▶ YOUR ASSIGNMENT: Rewrite the lines from the beginning through the line containing "rough mask: <svg", changing "negative clicks" to "excluded clicks" and keeping everything else the same.

(Collected data entries)
===============

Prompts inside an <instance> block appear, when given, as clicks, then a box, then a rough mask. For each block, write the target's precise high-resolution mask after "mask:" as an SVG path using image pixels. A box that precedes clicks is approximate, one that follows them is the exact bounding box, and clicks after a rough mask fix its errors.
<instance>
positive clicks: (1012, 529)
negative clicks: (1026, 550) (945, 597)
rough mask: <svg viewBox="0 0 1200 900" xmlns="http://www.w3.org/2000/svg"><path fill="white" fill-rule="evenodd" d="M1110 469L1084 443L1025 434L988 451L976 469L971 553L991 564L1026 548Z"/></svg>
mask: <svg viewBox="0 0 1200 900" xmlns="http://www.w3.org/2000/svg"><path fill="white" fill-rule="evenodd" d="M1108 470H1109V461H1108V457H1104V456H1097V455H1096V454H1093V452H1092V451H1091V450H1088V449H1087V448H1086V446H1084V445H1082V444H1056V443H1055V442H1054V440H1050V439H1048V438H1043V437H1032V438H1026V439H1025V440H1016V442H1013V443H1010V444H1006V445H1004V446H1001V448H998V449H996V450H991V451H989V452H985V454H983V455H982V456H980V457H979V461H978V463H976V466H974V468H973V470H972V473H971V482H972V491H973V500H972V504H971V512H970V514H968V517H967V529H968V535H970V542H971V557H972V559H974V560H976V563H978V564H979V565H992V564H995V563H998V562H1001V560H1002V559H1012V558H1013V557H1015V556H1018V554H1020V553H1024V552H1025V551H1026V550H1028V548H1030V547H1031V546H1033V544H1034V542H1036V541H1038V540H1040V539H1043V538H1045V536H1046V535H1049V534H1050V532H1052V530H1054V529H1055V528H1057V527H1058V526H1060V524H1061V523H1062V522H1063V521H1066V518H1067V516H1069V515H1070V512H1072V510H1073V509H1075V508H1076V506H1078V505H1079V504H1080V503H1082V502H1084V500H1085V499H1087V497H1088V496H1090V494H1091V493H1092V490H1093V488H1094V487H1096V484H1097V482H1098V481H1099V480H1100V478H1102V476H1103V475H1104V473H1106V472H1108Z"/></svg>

===============

▶ REPLY TO THE EXERCISE:
Prompts inside an <instance> block appear, when given, as clicks, then a box, then a rough mask. For each block, write the target's precise high-resolution mask after "mask:" as an SVG path using image pixels. A box that precedes clicks is approximate, one that follows them is the exact bounding box, and clicks after a rough mask fix its errors.
<instance>
positive clicks: (1012, 529)
excluded clicks: (1026, 550) (945, 597)
rough mask: <svg viewBox="0 0 1200 900" xmlns="http://www.w3.org/2000/svg"><path fill="white" fill-rule="evenodd" d="M1110 469L1084 443L1025 434L988 451L976 469L971 553L991 564L1026 548Z"/></svg>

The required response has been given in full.